## [DATA FOR THIS EXERCISE]

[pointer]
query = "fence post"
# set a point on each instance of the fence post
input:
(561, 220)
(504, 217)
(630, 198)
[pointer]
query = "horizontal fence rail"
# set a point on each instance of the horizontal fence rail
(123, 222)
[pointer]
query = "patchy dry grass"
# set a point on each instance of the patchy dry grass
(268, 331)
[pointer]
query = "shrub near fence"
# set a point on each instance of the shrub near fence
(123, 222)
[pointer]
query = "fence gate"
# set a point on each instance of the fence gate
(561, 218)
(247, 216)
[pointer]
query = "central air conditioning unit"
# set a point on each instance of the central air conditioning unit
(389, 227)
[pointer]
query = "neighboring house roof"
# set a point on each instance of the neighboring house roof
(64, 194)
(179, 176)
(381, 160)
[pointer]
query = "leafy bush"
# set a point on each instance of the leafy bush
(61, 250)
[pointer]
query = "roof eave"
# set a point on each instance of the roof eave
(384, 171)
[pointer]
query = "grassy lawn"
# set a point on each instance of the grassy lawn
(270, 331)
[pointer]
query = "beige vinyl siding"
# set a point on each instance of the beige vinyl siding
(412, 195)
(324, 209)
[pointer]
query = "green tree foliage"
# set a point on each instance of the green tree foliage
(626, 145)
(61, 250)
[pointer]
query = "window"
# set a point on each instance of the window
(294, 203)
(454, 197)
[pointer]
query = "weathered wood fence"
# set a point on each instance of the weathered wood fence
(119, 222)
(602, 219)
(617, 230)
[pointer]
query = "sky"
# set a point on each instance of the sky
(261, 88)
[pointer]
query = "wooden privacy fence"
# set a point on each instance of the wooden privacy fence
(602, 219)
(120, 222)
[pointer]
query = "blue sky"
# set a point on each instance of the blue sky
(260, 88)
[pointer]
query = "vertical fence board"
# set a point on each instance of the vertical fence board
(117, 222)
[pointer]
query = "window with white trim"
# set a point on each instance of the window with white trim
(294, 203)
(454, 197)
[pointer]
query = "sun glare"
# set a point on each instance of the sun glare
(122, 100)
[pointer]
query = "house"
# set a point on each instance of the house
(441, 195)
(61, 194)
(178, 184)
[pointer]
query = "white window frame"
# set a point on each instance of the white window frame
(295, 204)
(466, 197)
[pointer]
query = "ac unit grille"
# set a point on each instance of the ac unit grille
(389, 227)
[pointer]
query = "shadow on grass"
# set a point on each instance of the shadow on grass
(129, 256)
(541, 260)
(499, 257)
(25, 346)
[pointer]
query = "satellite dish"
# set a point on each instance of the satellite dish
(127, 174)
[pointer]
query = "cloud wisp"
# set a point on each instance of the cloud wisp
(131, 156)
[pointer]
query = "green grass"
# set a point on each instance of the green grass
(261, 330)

* * *

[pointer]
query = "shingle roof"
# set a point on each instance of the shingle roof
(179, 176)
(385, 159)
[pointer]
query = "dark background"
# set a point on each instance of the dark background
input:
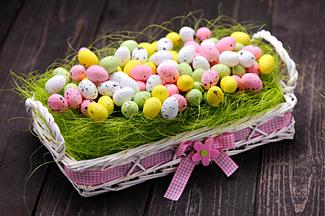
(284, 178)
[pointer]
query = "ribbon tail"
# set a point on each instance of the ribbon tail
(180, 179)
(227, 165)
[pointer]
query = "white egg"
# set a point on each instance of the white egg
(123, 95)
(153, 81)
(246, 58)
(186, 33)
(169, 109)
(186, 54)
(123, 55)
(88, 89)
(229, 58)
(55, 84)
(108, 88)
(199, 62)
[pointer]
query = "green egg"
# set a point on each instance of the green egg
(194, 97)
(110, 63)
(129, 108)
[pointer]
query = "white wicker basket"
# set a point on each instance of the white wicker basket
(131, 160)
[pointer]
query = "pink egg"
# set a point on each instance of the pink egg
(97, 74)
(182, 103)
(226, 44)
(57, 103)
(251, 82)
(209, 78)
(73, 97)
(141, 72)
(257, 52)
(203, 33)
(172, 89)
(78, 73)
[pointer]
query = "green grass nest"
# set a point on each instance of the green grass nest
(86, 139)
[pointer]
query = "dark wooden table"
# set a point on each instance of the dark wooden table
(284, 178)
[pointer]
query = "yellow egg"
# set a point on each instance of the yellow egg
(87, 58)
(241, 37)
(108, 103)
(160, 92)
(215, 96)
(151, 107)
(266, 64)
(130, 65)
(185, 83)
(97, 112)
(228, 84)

## [WHAT NEEDS TO BE DONE]
Find every line of the data that includes the string "background". Copy each of those lines.

## [REPLY TO THE EXERCISE]
query = "dark background"
# set a point on each instance of the dark background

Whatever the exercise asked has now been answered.